Task item:
In the moss thread, swap "fern bark" for "coconut husk" in everything from "Hello from the" down to "have several types.", and give that part again.

===== Extract =====

# Flukers all natural moss



## Guest (Dec 1, 2005)

Hello from the great white north!
This "Q" falls in the beginner forum for sure.
I,m setting up a small 20g with false bottom, 501 external turtle filter to run a small water feature... I'm going to use a similar Atlanta Botanical Gardens mix less fern bark. My question is...I purchased some Flukers all natural moss. Does this green stuff actually grow or is it dorment or even dead moss?


----------



## Dendro Dave (Aug 2, 2005)

Im not sure about the flukers, i'd have to see the package...but the nature zone stuff is supposed to usually come back to life...they have several types.


----------



## Guest (Dec 2, 2005)

Tks Dave,
This stuff is quite green and soft in the pkg. It looks like it may grow. I wonder if I should just mix it in with the Atlanta Botanical Gardens mix, or just apply it on top of it all ??..... I'll find out one way or another but it helps if some one else's trial and error's could save me the grief... :^{I)
Thank you....kaybee.....


----------



## Jesse (Sep 19, 2005)

*The MOSS.....*

Hey,

If it is this stuff, don't use it, it is crap. It really isn't moss, something man made. If it is in a humid habitat, like a vivarium, it will just rot and smell bad. I used to have a Leopard frog set up and this stuff started to rot a couple weeks after I put it in. Go with spagnhum moss, they sell it at Home Depot, Lowes, or Ace. Or there is live moss, you can order online.











Thanks,
Jesse


----------



## Dendro Dave (Aug 2, 2005)

ya that stuff isnt great, but i think flukers also has a natural moss similar to the nature zone stuff. In my experience these mosses tend to die more often then they survive. They rehydrate...look good, and within a month start dyin. But sometimes they make it


----------



## Guest (Dec 2, 2005)

===== The data =====

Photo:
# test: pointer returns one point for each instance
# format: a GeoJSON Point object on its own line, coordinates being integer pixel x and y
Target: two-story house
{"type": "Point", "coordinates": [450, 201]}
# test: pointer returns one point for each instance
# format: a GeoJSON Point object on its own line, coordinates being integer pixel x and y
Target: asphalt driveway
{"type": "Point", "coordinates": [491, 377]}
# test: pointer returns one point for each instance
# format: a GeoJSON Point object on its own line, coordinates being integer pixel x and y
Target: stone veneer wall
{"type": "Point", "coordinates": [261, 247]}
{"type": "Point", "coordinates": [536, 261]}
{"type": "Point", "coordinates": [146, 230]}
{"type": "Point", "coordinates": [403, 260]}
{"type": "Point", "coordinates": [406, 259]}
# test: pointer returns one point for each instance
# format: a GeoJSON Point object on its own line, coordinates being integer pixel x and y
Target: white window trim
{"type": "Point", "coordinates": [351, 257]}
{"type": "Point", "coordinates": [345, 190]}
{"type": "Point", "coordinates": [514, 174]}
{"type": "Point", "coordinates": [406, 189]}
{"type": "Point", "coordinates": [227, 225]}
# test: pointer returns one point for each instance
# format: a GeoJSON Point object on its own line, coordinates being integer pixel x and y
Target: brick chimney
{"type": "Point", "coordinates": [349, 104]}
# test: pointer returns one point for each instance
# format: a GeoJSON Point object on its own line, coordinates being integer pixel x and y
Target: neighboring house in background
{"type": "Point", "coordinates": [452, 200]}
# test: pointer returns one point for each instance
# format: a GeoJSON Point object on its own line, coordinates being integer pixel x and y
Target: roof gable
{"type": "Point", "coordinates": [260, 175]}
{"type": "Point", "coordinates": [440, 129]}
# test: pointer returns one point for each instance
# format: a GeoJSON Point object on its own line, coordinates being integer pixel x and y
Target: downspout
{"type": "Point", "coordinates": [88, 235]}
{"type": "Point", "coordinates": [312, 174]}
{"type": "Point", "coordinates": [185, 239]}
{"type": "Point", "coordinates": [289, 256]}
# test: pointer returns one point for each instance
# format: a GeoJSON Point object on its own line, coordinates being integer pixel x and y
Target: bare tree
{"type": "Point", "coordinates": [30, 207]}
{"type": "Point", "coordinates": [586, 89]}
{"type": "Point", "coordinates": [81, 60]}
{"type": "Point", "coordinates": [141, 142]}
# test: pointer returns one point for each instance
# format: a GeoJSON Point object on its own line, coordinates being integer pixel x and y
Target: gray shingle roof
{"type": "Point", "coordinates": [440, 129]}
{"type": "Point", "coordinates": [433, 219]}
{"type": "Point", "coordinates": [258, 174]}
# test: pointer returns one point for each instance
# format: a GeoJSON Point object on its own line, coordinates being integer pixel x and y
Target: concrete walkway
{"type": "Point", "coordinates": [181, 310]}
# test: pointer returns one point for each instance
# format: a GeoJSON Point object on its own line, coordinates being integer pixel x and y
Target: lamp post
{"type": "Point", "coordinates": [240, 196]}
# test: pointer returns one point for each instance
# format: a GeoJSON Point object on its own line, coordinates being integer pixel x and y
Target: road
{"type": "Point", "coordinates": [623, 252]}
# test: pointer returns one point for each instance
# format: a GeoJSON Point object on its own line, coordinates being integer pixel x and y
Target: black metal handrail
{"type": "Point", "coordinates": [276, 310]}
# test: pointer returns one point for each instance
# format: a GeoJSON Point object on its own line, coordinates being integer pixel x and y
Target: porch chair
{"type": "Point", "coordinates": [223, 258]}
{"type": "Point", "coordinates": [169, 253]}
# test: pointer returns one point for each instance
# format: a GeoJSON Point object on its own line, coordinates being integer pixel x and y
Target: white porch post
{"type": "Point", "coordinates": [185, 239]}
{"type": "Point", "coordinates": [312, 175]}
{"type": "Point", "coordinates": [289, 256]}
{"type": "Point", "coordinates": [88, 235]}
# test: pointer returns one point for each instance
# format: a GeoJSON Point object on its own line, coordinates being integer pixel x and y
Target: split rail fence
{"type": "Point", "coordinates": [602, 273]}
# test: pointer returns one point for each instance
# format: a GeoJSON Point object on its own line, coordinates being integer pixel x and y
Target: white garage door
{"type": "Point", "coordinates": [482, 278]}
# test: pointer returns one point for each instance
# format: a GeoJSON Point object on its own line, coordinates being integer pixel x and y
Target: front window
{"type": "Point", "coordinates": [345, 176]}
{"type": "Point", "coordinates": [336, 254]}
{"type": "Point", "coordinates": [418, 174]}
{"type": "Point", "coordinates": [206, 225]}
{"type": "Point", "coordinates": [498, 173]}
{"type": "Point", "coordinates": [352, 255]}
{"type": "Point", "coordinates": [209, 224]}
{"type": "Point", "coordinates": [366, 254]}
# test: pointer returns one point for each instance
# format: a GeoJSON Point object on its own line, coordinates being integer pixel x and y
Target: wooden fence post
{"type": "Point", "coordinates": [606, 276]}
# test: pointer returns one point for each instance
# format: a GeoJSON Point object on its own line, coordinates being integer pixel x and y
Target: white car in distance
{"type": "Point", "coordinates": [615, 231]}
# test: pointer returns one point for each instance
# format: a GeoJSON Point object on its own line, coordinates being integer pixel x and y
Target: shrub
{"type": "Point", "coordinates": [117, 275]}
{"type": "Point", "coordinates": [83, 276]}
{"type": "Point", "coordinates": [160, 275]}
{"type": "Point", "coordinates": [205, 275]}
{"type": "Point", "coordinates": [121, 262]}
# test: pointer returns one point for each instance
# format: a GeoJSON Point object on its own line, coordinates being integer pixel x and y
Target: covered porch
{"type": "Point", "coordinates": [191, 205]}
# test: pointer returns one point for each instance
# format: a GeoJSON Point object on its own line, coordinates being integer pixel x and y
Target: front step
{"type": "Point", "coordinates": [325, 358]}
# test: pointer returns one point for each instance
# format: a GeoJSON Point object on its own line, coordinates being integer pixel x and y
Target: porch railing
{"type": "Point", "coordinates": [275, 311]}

=====

Task answer:
Hello from the great white north!
This "Q" falls in the beginner forum for sure.
I,m setting up a small 20g with false bottom, 501 external turtle filter to run a small water feature... I'm going to use a similar Atlanta Botanical Gardens mix less coconut husk. My question is...I purchased some Flukers all natural moss. Does this green stuff actually grow or is it dorment or even dead moss?


----------



## Dendro Dave (Aug 2, 2005)

Im not sure about the flukers, i'd have to see the package...but the nature zone stuff is supposed to usually come back to life...they have several types.